EXERCISE: Format each line of the data below as a JSON list of strings, one string per line, skipping any blank lines.

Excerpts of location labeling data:

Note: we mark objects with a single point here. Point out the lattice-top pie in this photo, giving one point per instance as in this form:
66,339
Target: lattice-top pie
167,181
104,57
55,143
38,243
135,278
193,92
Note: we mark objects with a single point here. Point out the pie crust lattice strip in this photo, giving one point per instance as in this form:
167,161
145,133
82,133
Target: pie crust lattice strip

ANSWER TO THIS EXERCISE:
[
  "Note: we mark objects with a single point here. Point out the lattice-top pie in this photo, giving one point per instance as in this form:",
  "66,339",
  "Target: lattice-top pie",
  "167,181",
  "104,57",
  "55,143",
  "38,243",
  "135,278",
  "193,92",
  "Note: we mark objects with a single point here. Point out the pie crust lattice strip in this photo, giving one point per instance as in this form:",
  "167,161",
  "145,133",
  "82,133",
  "Target: pie crust lattice strip"
]